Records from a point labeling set
########

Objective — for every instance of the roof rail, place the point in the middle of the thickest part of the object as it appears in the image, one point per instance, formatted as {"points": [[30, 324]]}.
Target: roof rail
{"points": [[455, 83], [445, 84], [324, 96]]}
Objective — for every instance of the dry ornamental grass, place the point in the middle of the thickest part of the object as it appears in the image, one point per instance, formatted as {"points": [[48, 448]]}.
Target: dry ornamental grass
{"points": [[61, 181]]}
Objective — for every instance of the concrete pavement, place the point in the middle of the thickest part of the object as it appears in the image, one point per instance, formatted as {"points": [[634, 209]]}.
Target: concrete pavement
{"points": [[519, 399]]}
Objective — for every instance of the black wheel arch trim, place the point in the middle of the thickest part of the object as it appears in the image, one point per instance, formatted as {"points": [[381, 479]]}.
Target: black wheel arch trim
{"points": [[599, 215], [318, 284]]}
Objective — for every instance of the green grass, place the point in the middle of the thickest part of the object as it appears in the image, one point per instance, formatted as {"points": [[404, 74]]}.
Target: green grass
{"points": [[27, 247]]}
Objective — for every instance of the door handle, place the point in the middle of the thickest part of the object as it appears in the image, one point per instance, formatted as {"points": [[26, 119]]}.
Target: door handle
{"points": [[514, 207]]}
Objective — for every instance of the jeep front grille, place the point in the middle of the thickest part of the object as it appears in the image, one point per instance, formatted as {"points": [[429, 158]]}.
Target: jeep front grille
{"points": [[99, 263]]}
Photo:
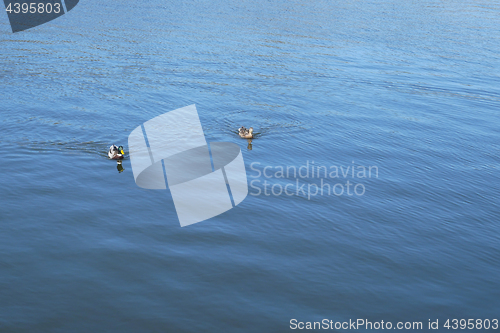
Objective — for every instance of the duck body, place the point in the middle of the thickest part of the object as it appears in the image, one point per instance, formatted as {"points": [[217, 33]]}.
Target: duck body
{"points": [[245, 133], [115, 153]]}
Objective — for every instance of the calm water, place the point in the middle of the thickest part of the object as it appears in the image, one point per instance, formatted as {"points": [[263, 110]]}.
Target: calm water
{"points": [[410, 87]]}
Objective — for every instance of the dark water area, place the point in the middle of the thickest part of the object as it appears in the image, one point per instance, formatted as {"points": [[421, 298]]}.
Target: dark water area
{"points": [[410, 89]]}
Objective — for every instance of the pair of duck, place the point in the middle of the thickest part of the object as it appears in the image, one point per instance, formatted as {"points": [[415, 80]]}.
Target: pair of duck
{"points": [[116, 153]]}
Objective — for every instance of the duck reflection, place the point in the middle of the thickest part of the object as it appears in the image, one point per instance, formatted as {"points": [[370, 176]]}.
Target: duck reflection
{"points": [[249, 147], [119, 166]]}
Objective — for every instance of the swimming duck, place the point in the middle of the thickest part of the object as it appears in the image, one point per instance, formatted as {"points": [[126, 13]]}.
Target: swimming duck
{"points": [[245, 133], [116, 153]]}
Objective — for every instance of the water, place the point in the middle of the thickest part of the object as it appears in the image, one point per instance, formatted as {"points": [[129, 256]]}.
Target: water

########

● TO BE DONE
Exactly as written, return every line of the listing, but not the pictures.

● RESULT OF THIS EXERCISE
Objective — for every instance of the roof rail, place the point in the middle of the thickest part of the object as it appears in the image, one point per instance, formatted as {"points": [[30, 324]]}.
Target: roof rail
{"points": [[455, 83], [445, 84], [324, 96]]}
Objective — for every instance of the dry ornamental grass, place the point in the middle of the thickest part of the object as it appears in the image, one point per instance, formatted as {"points": [[48, 448]]}.
Target: dry ornamental grass
{"points": [[61, 181]]}
Objective — for every instance of the concrete pavement, place the point in the middle of the thickest part of the object as it appears in the image, one point per instance, formatted as {"points": [[634, 209]]}.
Target: concrete pavement
{"points": [[519, 399]]}
Objective — for every instance of the black wheel arch trim, place the point in the middle of the thickest part of the object as it appears in the image, one point per instance, formatted as {"points": [[381, 479]]}.
Target: black wheel arch trim
{"points": [[599, 215], [318, 284]]}
Objective — for every instance of the green grass, place the point in the middle of the thickest part of the object as it appears in the image, one point per instance, formatted as {"points": [[404, 74]]}.
Target: green grass
{"points": [[27, 247]]}
Objective — for every instance of the door handle, place the point in the middle of the thickest part of the object as it appears in the image, one point per instance, formatted as {"points": [[26, 119]]}.
Target: door handle
{"points": [[514, 207]]}
Objective — for every instance of the jeep front grille, place the point in the middle of the thickest part of the object as it appears in the image, one point per instance, formatted as {"points": [[429, 158]]}.
Target: jeep front grille
{"points": [[99, 263]]}
Photo:
Objective — for every instance of the duck body, place the point in the middle of the thickest part of the object as it appears in the image, one point per instance, formatted as {"points": [[217, 33]]}.
Target: duck body
{"points": [[245, 133], [115, 153]]}
Objective — for every instance of the calm water, place the point in the middle of the thickest part of the object as it appears in the image, one point per instance, formatted as {"points": [[263, 110]]}.
Target: calm water
{"points": [[410, 87]]}
Objective — for every instance of the dark water area, place the point in the middle of the thickest part of the object as it appears in the image, one point per instance, formatted as {"points": [[421, 298]]}.
Target: dark water area
{"points": [[410, 89]]}
Objective — for every instance of the pair of duck, place the point in the middle of the thickest part of the object as it appears in the image, one point per instance, formatted as {"points": [[415, 80]]}.
Target: pair of duck
{"points": [[116, 153]]}
Objective — for every instance of the duck reflection, place the point in the middle of the thickest part of the object as it appears in the image, one point per instance, formatted as {"points": [[370, 176]]}.
Target: duck reflection
{"points": [[249, 147], [119, 166]]}
Objective — for every instance of the swimming duck, place the point in the middle of the thickest part of the object as it appears in the image, one point per instance, formatted as {"points": [[126, 13]]}.
Target: swimming duck
{"points": [[245, 133], [116, 153]]}
Objective — for every instance of the water, place the point in the middle of the thickest part of the object as it appears in the image, one point per instance, formatted as {"points": [[129, 256]]}.
Target: water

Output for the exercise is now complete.